SUPPLIED INFORMATION

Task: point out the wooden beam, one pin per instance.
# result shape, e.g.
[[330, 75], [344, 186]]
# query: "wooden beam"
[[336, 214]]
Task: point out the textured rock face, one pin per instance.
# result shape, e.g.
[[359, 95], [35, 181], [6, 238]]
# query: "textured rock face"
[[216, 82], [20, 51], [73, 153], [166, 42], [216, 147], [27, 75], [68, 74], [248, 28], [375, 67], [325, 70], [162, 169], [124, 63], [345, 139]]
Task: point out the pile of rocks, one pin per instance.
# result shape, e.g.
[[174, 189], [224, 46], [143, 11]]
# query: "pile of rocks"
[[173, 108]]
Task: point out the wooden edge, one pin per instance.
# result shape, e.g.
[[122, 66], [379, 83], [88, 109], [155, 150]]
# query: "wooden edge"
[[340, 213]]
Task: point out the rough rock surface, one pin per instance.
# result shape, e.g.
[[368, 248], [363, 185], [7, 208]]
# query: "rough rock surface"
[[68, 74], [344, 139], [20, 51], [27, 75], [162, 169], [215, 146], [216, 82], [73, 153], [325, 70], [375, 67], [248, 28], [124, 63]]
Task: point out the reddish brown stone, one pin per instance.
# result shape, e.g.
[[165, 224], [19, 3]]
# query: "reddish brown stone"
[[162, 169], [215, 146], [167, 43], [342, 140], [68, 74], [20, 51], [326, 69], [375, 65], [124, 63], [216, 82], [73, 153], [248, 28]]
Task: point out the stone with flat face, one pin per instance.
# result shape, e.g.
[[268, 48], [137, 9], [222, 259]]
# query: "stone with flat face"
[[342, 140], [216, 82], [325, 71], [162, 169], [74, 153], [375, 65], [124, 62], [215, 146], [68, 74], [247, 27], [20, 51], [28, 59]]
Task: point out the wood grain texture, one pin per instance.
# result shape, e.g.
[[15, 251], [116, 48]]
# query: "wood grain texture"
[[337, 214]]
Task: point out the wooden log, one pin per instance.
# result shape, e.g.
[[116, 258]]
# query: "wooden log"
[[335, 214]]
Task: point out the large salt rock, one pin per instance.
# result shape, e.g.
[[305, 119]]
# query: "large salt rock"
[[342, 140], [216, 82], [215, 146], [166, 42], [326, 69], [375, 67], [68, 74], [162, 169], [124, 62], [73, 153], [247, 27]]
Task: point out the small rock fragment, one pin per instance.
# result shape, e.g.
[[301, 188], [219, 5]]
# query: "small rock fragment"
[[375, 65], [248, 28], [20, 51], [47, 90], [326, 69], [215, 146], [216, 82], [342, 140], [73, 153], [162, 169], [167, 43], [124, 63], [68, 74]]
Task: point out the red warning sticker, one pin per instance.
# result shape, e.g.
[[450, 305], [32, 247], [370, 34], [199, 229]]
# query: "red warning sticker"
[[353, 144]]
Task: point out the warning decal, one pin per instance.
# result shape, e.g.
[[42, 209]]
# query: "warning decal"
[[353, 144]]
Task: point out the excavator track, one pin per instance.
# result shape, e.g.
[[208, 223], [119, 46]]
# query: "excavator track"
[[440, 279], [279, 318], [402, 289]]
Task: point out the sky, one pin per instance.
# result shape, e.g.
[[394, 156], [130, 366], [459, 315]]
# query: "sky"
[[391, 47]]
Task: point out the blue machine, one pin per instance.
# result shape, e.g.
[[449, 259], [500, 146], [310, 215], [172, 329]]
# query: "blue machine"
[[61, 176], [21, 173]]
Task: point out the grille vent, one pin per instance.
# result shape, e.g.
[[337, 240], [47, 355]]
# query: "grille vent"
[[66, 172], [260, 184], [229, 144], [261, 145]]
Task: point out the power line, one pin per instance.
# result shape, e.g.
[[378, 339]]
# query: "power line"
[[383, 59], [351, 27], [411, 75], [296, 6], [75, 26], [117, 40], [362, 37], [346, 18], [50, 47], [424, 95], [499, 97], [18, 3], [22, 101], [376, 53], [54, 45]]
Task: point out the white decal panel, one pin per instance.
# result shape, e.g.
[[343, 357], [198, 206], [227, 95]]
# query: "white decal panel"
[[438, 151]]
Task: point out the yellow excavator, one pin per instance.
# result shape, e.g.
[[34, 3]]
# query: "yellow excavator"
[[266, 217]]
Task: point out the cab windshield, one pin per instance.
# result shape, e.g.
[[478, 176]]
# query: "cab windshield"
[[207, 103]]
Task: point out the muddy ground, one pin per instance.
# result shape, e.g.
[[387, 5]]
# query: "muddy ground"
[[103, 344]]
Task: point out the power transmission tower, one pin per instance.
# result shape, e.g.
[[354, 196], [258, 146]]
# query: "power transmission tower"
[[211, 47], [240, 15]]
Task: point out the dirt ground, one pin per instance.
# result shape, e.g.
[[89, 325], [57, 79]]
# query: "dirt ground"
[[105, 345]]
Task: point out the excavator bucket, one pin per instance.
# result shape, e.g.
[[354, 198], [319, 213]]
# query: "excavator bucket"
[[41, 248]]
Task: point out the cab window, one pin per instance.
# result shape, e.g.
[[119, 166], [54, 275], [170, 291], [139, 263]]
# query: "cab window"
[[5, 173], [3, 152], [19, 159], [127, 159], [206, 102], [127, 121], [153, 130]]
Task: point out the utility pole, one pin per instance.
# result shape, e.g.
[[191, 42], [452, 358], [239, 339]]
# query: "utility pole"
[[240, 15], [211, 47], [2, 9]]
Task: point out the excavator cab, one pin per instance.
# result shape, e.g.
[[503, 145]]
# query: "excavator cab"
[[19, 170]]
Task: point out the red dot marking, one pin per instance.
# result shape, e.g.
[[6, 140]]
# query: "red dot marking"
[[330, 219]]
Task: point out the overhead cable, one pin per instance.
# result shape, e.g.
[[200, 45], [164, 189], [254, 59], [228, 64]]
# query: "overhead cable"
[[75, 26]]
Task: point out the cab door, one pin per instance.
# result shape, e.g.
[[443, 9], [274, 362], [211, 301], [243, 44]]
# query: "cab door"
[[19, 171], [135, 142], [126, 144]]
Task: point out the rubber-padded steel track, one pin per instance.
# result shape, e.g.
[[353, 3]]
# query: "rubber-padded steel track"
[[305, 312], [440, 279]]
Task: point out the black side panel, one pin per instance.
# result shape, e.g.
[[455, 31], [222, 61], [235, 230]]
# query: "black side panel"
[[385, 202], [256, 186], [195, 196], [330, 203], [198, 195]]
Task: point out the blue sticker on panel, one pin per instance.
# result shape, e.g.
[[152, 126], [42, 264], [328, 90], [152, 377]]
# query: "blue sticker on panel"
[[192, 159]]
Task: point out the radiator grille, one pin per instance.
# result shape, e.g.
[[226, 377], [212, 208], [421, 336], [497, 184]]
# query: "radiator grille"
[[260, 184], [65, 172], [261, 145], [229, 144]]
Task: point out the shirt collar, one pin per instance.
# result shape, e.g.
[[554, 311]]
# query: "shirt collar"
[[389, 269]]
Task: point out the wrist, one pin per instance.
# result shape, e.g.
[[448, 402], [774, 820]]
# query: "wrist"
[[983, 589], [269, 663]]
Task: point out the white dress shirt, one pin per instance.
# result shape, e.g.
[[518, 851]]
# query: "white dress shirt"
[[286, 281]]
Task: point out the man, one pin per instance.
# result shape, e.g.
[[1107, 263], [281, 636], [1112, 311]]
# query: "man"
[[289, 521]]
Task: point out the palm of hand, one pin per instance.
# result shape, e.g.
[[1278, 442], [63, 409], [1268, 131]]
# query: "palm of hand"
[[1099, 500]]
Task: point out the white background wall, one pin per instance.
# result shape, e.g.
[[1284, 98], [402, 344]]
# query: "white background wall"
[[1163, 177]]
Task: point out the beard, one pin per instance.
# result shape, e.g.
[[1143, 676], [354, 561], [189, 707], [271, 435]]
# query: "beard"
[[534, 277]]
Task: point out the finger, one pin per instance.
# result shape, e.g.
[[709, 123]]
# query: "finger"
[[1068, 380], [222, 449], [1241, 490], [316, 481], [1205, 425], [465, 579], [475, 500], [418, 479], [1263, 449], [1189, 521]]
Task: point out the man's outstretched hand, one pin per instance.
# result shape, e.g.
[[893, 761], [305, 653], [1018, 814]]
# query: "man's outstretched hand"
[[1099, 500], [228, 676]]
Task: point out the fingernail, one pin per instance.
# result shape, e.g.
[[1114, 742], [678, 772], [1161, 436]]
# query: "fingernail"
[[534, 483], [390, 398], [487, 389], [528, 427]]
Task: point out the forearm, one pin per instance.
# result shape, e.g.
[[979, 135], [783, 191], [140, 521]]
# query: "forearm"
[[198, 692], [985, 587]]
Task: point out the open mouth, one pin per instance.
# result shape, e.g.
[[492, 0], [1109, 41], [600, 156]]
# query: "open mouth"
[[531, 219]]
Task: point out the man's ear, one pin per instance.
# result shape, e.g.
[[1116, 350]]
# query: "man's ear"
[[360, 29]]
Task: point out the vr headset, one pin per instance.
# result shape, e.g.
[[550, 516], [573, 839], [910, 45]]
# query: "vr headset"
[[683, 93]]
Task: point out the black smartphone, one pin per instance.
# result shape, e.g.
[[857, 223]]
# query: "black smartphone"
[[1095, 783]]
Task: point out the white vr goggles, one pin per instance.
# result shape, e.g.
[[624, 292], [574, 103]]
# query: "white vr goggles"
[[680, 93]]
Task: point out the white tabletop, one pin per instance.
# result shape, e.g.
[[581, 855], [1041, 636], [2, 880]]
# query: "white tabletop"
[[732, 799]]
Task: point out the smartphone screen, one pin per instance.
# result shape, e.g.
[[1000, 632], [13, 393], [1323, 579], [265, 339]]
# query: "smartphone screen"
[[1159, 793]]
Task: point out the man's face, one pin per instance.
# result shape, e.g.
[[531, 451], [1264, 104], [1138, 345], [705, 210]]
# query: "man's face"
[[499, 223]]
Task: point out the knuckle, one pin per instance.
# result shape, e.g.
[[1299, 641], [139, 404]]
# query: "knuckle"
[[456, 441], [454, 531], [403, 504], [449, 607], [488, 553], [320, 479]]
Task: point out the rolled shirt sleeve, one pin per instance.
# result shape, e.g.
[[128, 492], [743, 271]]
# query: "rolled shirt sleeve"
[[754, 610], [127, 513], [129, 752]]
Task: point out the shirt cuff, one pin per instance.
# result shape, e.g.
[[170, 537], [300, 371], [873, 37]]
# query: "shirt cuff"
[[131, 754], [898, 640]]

TASK ITEM
From the top of the material above, please transcribe each line exactly. Include the line with "[[359, 95], [35, 181], [6, 238]]" and end there.

RESPONSE AREA
Task: point out the wooden beam, one pin per instance.
# result shape, e.g.
[[330, 75], [344, 186]]
# query: "wooden beam"
[[336, 214]]
Task: point out the textured rock face, one pin per instance.
# result shape, e.g.
[[359, 95], [35, 181], [6, 238]]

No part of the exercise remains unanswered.